+++ Data for this task

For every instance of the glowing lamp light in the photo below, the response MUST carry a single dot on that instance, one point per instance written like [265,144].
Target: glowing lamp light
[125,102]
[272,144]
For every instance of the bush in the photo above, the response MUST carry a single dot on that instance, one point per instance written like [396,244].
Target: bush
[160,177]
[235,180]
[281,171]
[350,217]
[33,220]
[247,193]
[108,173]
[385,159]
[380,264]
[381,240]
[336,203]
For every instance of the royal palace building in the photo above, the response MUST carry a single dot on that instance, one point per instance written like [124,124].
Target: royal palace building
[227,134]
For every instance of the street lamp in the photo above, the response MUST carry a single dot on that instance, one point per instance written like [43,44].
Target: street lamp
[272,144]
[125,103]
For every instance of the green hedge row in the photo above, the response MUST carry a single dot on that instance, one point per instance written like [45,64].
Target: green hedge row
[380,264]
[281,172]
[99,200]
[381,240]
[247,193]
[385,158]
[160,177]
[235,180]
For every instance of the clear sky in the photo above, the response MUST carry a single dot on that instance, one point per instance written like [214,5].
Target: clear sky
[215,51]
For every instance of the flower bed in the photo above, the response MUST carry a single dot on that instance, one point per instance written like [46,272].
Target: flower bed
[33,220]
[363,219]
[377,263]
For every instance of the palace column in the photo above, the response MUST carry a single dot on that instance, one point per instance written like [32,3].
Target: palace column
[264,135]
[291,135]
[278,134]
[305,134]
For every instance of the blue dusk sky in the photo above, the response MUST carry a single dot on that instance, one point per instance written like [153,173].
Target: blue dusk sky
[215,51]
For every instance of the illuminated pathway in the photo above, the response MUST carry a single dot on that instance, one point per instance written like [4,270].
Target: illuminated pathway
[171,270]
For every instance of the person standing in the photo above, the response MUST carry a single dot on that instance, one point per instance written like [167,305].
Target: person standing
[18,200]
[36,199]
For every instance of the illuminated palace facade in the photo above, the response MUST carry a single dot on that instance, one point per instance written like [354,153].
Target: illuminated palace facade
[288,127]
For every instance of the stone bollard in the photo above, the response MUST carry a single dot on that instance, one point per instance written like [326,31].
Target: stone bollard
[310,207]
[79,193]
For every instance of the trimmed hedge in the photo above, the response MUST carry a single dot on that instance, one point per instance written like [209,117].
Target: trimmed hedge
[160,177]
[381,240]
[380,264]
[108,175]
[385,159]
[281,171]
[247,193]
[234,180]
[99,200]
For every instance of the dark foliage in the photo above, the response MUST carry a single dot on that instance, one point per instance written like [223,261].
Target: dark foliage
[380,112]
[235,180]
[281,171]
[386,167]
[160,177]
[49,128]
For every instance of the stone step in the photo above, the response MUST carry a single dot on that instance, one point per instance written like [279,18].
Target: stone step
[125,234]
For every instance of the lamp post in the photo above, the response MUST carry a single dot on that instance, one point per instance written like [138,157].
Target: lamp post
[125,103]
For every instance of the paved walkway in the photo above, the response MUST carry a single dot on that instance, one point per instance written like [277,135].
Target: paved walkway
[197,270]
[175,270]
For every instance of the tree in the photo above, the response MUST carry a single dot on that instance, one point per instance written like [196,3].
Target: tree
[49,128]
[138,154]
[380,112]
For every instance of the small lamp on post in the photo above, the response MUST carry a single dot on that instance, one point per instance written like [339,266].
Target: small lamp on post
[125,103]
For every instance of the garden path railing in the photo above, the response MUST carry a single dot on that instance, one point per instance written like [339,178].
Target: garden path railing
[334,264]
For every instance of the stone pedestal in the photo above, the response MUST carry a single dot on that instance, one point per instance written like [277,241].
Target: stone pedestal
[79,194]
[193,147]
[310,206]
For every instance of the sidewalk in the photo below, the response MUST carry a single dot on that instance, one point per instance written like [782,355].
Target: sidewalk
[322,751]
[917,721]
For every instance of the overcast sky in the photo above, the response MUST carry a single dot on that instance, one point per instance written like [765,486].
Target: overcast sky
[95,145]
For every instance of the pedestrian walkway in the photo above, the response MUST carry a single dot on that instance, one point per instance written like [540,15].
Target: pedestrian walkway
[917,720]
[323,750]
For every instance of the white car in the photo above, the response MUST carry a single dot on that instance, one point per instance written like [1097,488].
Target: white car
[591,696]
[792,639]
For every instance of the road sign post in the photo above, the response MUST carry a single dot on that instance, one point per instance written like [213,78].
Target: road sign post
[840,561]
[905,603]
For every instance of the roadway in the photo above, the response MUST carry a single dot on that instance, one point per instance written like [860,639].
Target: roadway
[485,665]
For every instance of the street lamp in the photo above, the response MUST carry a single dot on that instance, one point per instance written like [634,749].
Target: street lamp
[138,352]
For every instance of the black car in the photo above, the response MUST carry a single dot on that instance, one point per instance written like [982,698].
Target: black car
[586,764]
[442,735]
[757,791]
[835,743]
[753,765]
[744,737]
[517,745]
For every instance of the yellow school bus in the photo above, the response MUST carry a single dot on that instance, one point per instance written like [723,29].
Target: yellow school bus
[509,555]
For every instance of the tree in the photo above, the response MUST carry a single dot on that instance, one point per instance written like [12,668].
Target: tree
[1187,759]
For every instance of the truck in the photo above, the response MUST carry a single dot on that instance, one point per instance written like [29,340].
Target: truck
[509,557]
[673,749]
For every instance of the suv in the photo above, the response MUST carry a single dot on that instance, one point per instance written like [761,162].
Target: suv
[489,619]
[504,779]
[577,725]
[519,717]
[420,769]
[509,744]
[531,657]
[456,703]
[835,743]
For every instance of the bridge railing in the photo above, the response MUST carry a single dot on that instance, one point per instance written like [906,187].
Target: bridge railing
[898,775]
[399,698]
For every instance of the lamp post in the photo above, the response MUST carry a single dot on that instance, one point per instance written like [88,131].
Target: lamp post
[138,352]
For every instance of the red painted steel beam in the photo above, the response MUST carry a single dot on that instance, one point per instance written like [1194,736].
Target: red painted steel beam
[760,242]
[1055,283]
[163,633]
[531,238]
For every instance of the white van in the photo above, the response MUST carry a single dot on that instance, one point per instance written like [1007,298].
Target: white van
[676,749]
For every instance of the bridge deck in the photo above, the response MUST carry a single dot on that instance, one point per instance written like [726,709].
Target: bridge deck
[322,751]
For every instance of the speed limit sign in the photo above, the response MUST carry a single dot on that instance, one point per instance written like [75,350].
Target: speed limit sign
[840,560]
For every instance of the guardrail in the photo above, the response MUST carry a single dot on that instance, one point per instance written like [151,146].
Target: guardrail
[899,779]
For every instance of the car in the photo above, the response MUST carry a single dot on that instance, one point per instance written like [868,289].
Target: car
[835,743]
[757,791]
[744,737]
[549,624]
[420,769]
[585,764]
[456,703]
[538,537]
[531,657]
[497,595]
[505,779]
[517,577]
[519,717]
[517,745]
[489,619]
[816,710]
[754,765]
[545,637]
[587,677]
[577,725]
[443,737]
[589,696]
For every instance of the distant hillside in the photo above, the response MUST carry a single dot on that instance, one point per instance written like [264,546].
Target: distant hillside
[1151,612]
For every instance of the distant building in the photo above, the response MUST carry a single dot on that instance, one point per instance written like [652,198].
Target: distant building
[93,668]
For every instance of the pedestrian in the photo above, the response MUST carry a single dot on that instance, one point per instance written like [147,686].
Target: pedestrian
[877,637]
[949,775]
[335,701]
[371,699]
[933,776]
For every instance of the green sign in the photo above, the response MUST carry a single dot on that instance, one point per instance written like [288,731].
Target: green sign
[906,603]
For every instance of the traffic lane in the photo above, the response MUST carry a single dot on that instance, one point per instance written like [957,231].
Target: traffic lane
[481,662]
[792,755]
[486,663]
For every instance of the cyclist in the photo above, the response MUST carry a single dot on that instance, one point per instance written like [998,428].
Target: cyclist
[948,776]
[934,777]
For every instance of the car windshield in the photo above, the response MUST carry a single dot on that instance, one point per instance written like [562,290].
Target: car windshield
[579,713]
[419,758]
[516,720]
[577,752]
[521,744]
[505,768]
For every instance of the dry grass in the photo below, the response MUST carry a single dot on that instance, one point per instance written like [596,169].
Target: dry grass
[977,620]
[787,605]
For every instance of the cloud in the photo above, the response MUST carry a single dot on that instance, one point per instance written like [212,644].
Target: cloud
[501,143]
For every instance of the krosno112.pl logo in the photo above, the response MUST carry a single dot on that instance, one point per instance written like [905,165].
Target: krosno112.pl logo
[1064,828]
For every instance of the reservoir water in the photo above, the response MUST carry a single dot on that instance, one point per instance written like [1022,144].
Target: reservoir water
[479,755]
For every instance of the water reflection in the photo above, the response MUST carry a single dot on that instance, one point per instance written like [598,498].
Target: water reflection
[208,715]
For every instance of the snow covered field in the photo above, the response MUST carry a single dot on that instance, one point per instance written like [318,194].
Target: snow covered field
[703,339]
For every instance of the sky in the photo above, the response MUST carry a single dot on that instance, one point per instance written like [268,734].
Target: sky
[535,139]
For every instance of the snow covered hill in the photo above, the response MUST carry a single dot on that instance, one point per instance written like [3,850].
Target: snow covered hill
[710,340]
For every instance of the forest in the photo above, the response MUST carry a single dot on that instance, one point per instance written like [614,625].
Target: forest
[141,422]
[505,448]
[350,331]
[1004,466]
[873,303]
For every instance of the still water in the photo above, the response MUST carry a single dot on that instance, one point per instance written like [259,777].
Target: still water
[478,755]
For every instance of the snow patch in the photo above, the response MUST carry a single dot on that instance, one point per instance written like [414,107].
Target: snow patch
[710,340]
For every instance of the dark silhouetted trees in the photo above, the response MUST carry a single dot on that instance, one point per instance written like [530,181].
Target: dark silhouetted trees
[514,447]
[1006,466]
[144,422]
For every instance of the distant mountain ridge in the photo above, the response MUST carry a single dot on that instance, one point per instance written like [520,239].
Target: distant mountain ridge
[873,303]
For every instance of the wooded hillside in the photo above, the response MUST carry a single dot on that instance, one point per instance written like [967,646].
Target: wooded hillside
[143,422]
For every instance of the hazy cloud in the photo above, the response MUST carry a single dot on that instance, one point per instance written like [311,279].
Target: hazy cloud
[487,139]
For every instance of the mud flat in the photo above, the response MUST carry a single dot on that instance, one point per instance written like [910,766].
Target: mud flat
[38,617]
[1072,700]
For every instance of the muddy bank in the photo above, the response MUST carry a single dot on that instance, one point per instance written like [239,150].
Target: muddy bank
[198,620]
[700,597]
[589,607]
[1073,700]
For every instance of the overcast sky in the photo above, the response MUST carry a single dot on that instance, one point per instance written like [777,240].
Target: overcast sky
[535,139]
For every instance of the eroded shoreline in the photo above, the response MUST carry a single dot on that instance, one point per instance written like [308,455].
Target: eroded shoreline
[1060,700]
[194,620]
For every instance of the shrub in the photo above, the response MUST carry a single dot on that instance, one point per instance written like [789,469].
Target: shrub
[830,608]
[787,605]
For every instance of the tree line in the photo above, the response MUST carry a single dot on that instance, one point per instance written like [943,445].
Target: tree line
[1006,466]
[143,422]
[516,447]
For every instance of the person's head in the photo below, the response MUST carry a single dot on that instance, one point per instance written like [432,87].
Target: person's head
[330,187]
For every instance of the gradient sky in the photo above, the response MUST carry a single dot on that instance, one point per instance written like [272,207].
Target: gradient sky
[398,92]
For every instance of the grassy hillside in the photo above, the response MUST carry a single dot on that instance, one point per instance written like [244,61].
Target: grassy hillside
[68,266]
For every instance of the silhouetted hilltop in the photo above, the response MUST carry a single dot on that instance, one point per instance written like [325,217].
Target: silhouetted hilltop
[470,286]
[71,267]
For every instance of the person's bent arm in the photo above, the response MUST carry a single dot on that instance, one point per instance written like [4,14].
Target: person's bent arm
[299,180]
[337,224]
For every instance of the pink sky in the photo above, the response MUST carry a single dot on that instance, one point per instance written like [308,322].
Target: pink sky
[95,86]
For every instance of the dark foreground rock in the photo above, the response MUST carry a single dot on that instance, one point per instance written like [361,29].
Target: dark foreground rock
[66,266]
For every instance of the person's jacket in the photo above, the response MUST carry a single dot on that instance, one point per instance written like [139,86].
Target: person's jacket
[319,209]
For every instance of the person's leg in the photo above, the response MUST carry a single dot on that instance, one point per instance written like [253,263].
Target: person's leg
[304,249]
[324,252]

++++++

▶ _Problem statement_:
Only output the lines from the one with "For every instance of the dark foreground" through the end of the entries above, exactly as they are.

▶ _Result of this task_:
For every instance of the dark foreground rock in the photo above, the response MUST carry a single dot on that instance, one point per instance written like [361,29].
Target: dark foreground rock
[66,266]
For every instance of the person's jacket in the photo above, the response MUST carry a single dot on that instance, one point per instance written like [139,86].
Target: person's jacket
[319,209]
For every instance of the person's leg in the photo above, the response MUST carry a single dot on that instance, one point per instance written like [253,263].
Target: person's leg
[304,249]
[324,252]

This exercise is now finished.